» TASK REQUIREMENTS
Return every one of the records below verbatim, copying each line in order without altering a single character.

» MATERIALS PROVIDED
■ ■ ■ ■ ■

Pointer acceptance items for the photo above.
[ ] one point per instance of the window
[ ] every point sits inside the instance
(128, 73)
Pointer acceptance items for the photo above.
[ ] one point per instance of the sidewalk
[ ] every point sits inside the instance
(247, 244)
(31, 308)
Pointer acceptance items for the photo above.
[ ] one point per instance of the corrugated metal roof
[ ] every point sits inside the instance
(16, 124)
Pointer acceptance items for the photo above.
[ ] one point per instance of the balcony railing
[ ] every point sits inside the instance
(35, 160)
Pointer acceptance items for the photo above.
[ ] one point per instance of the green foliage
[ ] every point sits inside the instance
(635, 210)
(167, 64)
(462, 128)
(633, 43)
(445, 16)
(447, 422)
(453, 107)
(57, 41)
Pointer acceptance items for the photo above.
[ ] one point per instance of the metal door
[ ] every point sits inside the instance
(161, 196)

■ ■ ■ ■ ■

» RIGHT ANSWER
Pointer acceptance items for the photo above.
[ ] one point per instance of the window
[ ] every point sits inside the instance
(128, 73)
Pointer acceptance items for the photo above.
[ ] one point per instance of the sidewalk
[ ] every point sits inside the instance
(247, 244)
(31, 308)
Pointer acceptance items for the photo above.
[ ] one point per instance of the corrugated metal roof
[ ] every point sits inside the instance
(16, 124)
Pointer acceptance items for the photo above.
[ ] one point per instance of the balcony railing
[ ] every point sits inside the instance
(35, 160)
Pointer acceptance items for the photo above.
[ ] one point per instance of the green foliage
[ ] every point sits inside the instance
(635, 210)
(167, 64)
(462, 128)
(633, 43)
(445, 16)
(447, 422)
(453, 107)
(57, 41)
Pointer acceptance items for the photo above.
[ ] one point per instance of the metal door
[ ] every point sits inside the instance
(161, 196)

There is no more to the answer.